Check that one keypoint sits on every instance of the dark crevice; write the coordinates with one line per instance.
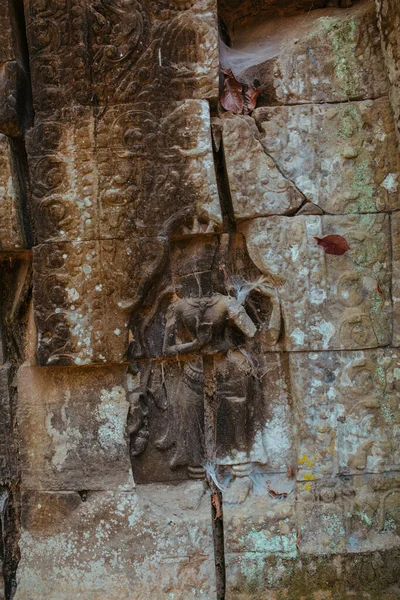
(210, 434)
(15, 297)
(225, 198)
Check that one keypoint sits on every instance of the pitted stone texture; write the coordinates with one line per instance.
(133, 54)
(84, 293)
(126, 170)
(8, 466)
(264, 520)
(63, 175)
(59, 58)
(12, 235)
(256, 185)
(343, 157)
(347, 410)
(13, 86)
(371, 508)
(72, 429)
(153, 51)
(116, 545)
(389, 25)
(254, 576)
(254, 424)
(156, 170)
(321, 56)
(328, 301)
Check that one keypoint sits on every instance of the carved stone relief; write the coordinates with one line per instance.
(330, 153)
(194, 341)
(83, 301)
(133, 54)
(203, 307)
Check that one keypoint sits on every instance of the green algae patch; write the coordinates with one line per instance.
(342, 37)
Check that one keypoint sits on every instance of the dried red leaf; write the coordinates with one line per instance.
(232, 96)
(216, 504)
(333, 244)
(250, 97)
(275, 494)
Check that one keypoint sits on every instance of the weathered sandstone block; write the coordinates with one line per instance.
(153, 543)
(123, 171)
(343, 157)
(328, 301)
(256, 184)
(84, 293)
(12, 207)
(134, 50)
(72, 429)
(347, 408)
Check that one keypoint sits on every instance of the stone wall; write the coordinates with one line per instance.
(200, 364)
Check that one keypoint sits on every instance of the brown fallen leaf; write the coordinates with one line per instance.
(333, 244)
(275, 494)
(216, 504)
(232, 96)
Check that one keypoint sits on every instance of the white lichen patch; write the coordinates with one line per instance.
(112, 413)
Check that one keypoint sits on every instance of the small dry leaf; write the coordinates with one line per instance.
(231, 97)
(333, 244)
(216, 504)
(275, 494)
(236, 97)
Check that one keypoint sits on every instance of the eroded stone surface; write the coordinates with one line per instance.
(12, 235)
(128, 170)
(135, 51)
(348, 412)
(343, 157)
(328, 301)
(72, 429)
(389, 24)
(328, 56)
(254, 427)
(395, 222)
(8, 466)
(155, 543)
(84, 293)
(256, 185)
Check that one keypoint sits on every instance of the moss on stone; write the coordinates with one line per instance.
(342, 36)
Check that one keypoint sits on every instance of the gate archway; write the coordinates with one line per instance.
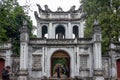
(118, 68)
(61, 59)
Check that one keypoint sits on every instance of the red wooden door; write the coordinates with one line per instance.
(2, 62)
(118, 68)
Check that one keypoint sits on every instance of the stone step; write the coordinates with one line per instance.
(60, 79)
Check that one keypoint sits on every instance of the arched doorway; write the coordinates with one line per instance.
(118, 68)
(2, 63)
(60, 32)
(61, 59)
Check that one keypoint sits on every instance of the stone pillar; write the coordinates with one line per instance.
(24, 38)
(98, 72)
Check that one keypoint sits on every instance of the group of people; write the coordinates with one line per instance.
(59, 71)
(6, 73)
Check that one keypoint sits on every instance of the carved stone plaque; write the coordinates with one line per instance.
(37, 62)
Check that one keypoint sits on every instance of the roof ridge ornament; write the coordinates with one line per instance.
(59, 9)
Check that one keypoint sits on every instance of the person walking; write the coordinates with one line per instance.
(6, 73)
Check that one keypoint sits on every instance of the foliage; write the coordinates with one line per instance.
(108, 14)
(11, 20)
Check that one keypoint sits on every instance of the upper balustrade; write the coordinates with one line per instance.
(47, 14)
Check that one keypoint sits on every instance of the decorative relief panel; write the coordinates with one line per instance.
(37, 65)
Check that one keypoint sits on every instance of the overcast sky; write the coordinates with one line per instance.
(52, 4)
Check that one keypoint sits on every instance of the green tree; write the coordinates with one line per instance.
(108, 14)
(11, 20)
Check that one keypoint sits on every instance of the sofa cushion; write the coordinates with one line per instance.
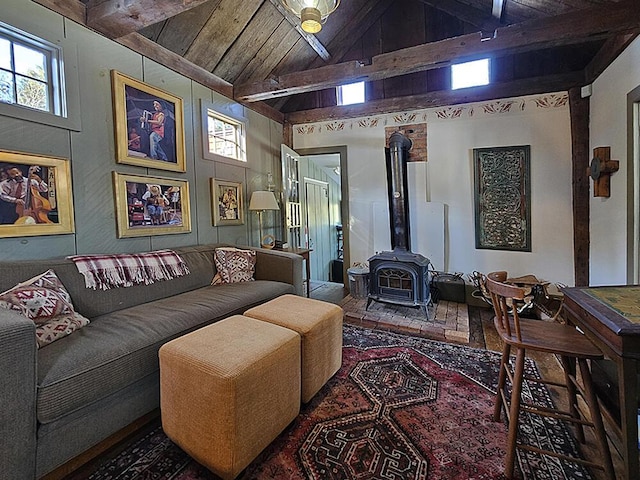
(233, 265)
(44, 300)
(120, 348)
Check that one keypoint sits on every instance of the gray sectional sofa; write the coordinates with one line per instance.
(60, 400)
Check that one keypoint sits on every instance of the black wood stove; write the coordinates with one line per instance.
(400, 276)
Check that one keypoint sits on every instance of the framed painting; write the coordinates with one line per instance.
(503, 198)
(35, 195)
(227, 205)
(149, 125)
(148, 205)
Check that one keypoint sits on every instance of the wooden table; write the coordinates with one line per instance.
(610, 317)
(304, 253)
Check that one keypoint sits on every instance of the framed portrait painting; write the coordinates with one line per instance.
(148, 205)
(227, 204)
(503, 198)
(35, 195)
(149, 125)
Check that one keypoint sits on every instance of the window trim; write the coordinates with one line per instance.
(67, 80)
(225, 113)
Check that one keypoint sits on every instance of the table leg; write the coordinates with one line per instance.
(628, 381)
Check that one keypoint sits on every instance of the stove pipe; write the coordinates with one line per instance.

☆ ☆ ☆

■ WHAT NEEDS TO BE DONE
Repeat each record exactly as shown above, dropping all images.

■ WRITTEN REPLY
Check that one keypoint sits on every instance of the dark crevice; write the coordinates with one line per instance.
(210, 434)
(15, 297)
(225, 198)
Check that one keypoint sits on every instance of the pitted stone texture; write the coordinates with one line per instance.
(133, 54)
(84, 293)
(126, 170)
(8, 466)
(264, 520)
(63, 175)
(59, 58)
(12, 235)
(256, 185)
(343, 157)
(347, 410)
(13, 86)
(371, 508)
(72, 429)
(153, 51)
(116, 545)
(389, 25)
(254, 576)
(254, 424)
(156, 170)
(321, 56)
(328, 301)
Check that one keypoint sits on every instance of the carved stone relief; write the coordinates with one line per instance.
(330, 153)
(194, 341)
(83, 301)
(133, 54)
(203, 307)
Check that one keypoint sits on every instance of the green algae patch; write the coordinates with one line per instance.
(342, 37)
Check that one keypoint sits on every instance of the dried red leaf; write the coordinates with one line per instance.
(232, 96)
(216, 504)
(333, 244)
(250, 97)
(275, 494)
Check that one keypoint sits on every instance of the weathered sandstone block; write the coordinates with one line per instance.
(153, 543)
(123, 171)
(343, 157)
(328, 301)
(256, 184)
(84, 293)
(12, 207)
(134, 50)
(72, 429)
(347, 408)
Check that one keypoint sits on every instance of the stone wall; write the coordinates with one line per instance.
(200, 364)
Check that one keypoint sits on every instance of the brown fallen leaf; write the coordinates with one line per instance.
(333, 244)
(275, 494)
(216, 504)
(232, 96)
Check that one keypoint sits on every instance of the white lichen patch; write the coordinates with one line per instance.
(112, 413)
Check that one keypoint sits on every instance of the small dry leaf; write the coordinates with one line per instance.
(231, 97)
(333, 244)
(216, 504)
(275, 494)
(236, 97)
Check that one keypoint sits on every instance of the eroded stone surface; write the coordinates with one line per instance.
(12, 235)
(128, 170)
(135, 51)
(348, 412)
(343, 157)
(328, 301)
(72, 429)
(389, 24)
(328, 56)
(254, 427)
(395, 222)
(8, 466)
(155, 543)
(84, 293)
(256, 185)
Check that one keypoint sits on every instance of the moss on stone; write the coordinates with one line per instance.
(342, 36)
Check that one keypoint sits on every instance of the gate archway; write the coordinates with one line per instance.
(118, 68)
(61, 59)
Check that one keypoint sits on every instance of the red wooden door; write the coordinates with one line per instance.
(2, 62)
(118, 68)
Check that one keypoint sits on every instance of the stone step; write the coordinates with one line per instance.
(60, 79)
Check that one keypoint sits on every instance of the arched doorway; write the coordinates with one line per instance.
(118, 68)
(2, 63)
(60, 32)
(61, 59)
Check that one keypoint sits on every instance of the stone pillar; write the coordinates with one line per instance.
(24, 38)
(98, 72)
Check that one keypoint sits on every instance of the group of people; write the coordinates with one line per instance.
(59, 71)
(6, 73)
Check that one keypoint sits on every instance of the carved stone plaque; write the coordinates with one line per instance.
(37, 62)
Check that one keypoint sits on every instance of the roof ridge ornament; write the coordinates with one line per instance.
(59, 9)
Check that one keypoint sits on every instance of the person walking; write the coordinates with one line per instance.
(6, 73)
Check that one keypoint sits on every instance of the foliage; write the coordinates with one line per instance.
(108, 14)
(11, 20)
Check that one keypoint sits on every instance of the upper balustrade; write the coordinates with one line per instance.
(47, 14)
Check that one keypoint sits on every instance of the decorative relief panel; write the coordinates with one line per instance.
(37, 65)
Check that one keypoint sits on every instance of the overcast sky; write the coordinates with one line per instance.
(52, 4)
Check that one keypoint sits on every instance of the green tree; write the coordinates with one line per instance.
(108, 14)
(11, 20)
Check that one keypoint sits on every instance of the sofa cushion; write the coordinates with one line per instance.
(233, 265)
(44, 300)
(120, 348)
Check that one keypoint sits on every instance of the gray sectional sofa; write the coordinates with one line per instance.
(60, 400)
Check that one keypoint sits on every instance of the black wood stove; write the coordinates with one line per instance.
(400, 276)
Check that one keypoint sits on every instance of the framed painting; write the coordinates with one line per instance.
(503, 198)
(35, 195)
(227, 205)
(149, 125)
(148, 205)
Check that one keypoint sits on every instance of the wooden table; write the coordinates with one line per instance.
(610, 317)
(304, 253)
Check that one keypoint sits on every instance of the framed portrait painting; write the coordinates with one line per instance.
(148, 205)
(227, 204)
(503, 198)
(35, 195)
(149, 125)
Check that one keypoint sits on every instance of the window trim; write the coordinates with one line per instance.
(67, 80)
(225, 113)
Check that one keypoint sits on every instance of the table leg; write the coordinates with one line per instance.
(628, 381)
Check that one keypoint sits on every instance of the stove pipe; write the coordinates with one line per instance.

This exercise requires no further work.